# Exercise goal:
Tally the lines of the data below that contain the string "blue", treating uppercase and lowercase as different. Reply with the number only.

[Position identification data]
:::::
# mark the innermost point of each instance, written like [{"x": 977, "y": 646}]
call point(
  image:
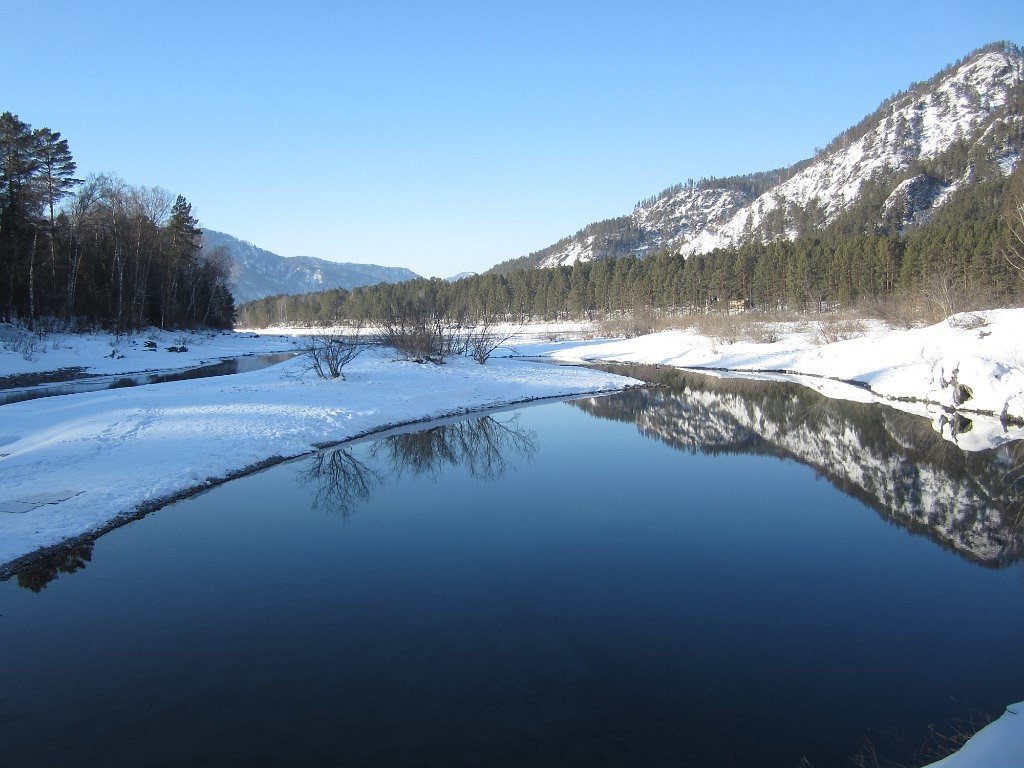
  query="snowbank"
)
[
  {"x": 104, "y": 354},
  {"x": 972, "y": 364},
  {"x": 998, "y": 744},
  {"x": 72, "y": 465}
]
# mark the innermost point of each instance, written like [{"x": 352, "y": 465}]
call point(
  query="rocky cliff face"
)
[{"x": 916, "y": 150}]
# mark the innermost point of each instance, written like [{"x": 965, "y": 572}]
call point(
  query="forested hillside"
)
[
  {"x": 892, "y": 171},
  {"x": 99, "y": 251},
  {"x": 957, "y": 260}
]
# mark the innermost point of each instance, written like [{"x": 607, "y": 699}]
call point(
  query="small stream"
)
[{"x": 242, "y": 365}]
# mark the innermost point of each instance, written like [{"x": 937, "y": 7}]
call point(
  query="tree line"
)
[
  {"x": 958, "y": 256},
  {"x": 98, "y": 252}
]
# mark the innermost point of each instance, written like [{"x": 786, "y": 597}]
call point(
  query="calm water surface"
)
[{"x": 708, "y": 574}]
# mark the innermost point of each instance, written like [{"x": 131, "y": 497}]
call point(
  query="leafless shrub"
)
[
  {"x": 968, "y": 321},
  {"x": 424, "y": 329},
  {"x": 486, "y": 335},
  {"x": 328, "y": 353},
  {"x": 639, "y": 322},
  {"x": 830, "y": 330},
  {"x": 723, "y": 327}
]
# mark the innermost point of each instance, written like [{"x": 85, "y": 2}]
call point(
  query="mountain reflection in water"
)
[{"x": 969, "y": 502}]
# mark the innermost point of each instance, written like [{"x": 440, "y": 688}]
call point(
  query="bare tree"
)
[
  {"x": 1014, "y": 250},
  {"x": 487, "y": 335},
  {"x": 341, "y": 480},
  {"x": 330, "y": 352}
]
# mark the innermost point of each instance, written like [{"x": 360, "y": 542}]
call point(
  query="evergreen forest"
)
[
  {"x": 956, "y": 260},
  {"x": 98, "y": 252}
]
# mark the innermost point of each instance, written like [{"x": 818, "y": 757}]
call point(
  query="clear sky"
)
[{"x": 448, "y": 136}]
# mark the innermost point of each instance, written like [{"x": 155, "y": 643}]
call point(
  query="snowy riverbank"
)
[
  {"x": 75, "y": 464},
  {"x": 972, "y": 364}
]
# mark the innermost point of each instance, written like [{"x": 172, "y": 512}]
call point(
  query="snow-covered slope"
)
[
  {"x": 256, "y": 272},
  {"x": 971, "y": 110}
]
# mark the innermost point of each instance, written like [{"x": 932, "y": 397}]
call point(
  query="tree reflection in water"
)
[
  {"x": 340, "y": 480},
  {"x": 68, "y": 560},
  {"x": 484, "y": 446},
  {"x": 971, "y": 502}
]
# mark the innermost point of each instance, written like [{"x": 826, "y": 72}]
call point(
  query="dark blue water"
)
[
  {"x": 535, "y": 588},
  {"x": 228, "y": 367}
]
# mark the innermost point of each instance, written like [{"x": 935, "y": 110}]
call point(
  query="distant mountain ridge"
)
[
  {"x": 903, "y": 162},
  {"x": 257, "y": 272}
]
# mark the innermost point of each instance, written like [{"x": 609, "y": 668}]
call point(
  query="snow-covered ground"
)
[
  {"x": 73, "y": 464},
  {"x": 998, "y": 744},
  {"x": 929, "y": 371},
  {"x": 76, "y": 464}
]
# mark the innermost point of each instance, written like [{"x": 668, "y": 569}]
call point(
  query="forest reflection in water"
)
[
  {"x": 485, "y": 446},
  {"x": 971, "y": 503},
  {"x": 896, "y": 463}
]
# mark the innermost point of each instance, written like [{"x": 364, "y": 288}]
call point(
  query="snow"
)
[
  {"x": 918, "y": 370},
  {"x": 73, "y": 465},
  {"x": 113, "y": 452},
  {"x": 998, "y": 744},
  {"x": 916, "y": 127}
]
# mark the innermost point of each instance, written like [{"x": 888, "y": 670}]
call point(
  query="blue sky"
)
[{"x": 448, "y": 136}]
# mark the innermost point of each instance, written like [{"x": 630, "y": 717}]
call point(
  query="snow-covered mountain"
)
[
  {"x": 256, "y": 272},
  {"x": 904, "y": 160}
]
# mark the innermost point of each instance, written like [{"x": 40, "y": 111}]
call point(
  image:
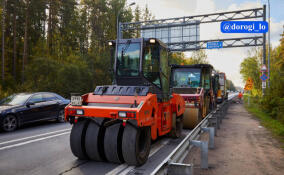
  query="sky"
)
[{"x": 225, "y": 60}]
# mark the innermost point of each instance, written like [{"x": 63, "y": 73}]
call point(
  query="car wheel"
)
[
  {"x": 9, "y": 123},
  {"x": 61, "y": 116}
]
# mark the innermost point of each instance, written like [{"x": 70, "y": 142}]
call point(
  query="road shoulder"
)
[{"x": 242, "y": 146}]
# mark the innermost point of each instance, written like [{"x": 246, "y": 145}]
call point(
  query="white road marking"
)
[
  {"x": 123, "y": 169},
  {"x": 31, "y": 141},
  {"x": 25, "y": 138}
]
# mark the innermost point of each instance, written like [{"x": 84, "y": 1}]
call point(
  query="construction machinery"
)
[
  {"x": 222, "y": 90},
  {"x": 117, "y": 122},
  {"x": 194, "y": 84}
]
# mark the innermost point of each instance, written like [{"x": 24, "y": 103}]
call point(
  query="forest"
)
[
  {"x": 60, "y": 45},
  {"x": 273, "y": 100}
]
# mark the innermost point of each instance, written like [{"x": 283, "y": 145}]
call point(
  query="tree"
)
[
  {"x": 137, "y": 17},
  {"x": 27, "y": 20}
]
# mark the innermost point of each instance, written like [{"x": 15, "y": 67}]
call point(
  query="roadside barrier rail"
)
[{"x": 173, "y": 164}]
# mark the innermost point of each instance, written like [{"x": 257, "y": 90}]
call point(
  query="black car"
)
:::::
# Answer to this problem:
2